Could you repeat all of the entries below, character for character?

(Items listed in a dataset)
§

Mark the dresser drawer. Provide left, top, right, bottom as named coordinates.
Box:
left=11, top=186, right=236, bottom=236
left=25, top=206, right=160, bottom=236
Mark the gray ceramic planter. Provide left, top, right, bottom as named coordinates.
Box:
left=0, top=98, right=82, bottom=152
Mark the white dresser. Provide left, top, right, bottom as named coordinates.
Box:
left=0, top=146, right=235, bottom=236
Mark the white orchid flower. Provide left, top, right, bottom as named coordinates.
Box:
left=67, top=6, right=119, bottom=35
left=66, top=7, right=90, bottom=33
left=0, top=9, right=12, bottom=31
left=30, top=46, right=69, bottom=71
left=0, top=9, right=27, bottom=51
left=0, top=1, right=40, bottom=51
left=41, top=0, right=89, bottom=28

§

**Exercise answer:**
Mark the dresser drawer. Provide left, top, right, bottom as named coordinates.
Box:
left=11, top=186, right=236, bottom=236
left=25, top=206, right=160, bottom=236
Mark the gray ceramic planter. Provide left, top, right, bottom as named coordinates.
Box:
left=0, top=98, right=82, bottom=152
Mark the white dresser. Provide left, top, right, bottom as named coordinates.
Box:
left=0, top=146, right=235, bottom=236
Mark the white orchid flower. Provide left, top, right, bottom as named coordinates.
Box:
left=67, top=6, right=119, bottom=35
left=66, top=7, right=90, bottom=33
left=0, top=9, right=12, bottom=31
left=30, top=46, right=69, bottom=71
left=0, top=9, right=27, bottom=51
left=0, top=1, right=40, bottom=51
left=41, top=0, right=89, bottom=28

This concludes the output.